__Request 1__.
Reproduce everything in the passage on self-talk from "So many kids" down to "one, single comment.".
__Request 2__.
In the passage on self-talk, what is named as the most important factor in overcoming the vicious circle of insecurity?

__Extract to read__.
So many kids miss out on life because they worry so much about what people might say or do that it can have a crippling effect on their wellbeing. For example, you may be at a party having an amazing time and then suddenly someone bumps into you and spills their drink all down you.
You may end up remembering that day for the accident, categorising the day as a negative experience even though the entire evening was actually positive. Or, your teenage daughter has just come out of the hairdressers with a new hairstyle, that she loves. If she gets five positive compliments and one negative comment, she is more likely to fixate on that one negative opinion; in the future her thoughts about that hairstyle will be tainted by that one, single comment.
But the good news is that we can overcome this vicious circle of insecurity, anger and all the other negative emotions that follow. The most important factor is not what other people say to us but how we talk to ourselves. It’s not the reviews we get from others but how we review ourselves. Of course, it is important to take into consideration the opinions of those around us that we value and listen to what is being said. But it is how we interpret that information that is key; how we talk to ourselves about our experiences.
Being mindful of the perception we have of what is being said and how it is affecting our thoughts is crucial. Putting effort into truly focusing and valuing all the good and positive aspects of our life will help you overlook the negatives. If you challenge yourself to be mindful of your daily activities and thoughts, making a point to notice what is important and what isn’t, then you are more likely to have positive life experiences.

__Listed entries__.
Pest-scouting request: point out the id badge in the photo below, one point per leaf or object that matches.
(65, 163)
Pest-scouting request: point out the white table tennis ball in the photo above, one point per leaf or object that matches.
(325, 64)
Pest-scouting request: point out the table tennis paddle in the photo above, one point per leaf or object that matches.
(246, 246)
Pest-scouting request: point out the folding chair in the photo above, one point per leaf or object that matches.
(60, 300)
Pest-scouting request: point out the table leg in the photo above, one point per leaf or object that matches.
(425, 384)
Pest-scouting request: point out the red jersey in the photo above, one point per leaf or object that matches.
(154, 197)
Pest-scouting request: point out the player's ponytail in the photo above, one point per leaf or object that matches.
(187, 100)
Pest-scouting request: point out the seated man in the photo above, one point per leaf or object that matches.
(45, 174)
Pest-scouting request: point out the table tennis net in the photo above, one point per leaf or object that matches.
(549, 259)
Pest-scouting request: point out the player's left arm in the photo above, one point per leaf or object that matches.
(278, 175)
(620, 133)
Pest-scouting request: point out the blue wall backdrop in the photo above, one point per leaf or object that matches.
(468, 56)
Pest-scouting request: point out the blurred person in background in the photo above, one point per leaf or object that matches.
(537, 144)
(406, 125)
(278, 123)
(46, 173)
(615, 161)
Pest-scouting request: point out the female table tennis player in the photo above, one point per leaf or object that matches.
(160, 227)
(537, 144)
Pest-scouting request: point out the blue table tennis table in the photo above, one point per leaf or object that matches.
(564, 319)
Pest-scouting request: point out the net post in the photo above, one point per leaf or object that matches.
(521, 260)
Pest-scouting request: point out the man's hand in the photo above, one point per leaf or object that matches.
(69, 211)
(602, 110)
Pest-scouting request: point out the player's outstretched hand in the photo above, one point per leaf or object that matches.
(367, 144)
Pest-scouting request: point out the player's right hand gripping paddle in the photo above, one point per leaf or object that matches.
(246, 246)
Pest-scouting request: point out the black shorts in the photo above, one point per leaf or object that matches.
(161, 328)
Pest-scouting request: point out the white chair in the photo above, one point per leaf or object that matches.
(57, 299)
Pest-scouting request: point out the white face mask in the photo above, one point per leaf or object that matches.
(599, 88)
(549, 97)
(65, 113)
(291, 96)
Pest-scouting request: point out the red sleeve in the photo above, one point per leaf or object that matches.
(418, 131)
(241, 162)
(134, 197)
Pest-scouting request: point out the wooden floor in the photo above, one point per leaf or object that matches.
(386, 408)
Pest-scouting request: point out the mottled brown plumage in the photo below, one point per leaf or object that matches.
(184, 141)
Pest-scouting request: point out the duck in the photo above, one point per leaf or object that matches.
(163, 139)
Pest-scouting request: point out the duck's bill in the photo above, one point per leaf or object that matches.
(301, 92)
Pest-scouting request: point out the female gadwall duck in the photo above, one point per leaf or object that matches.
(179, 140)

__Right answer 1__.
So many kids miss out on life because they worry so much about what people might say or do that it can have a crippling effect on their wellbeing. For example, you may be at a party having an amazing time and then suddenly someone bumps into you and spills their drink all down you.
You may end up remembering that day for the accident, categorising the day as a negative experience even though the entire evening was actually positive. Or, your teenage daughter has just come out of the hairdressers with a new hairstyle, that she loves. If she gets five positive compliments and one negative comment, she is more likely to fixate on that one negative opinion; in the future her thoughts about that hairstyle will be tainted by that one, single comment.

__Right answer 2__.
How we talk to ourselves, not what other people say to us.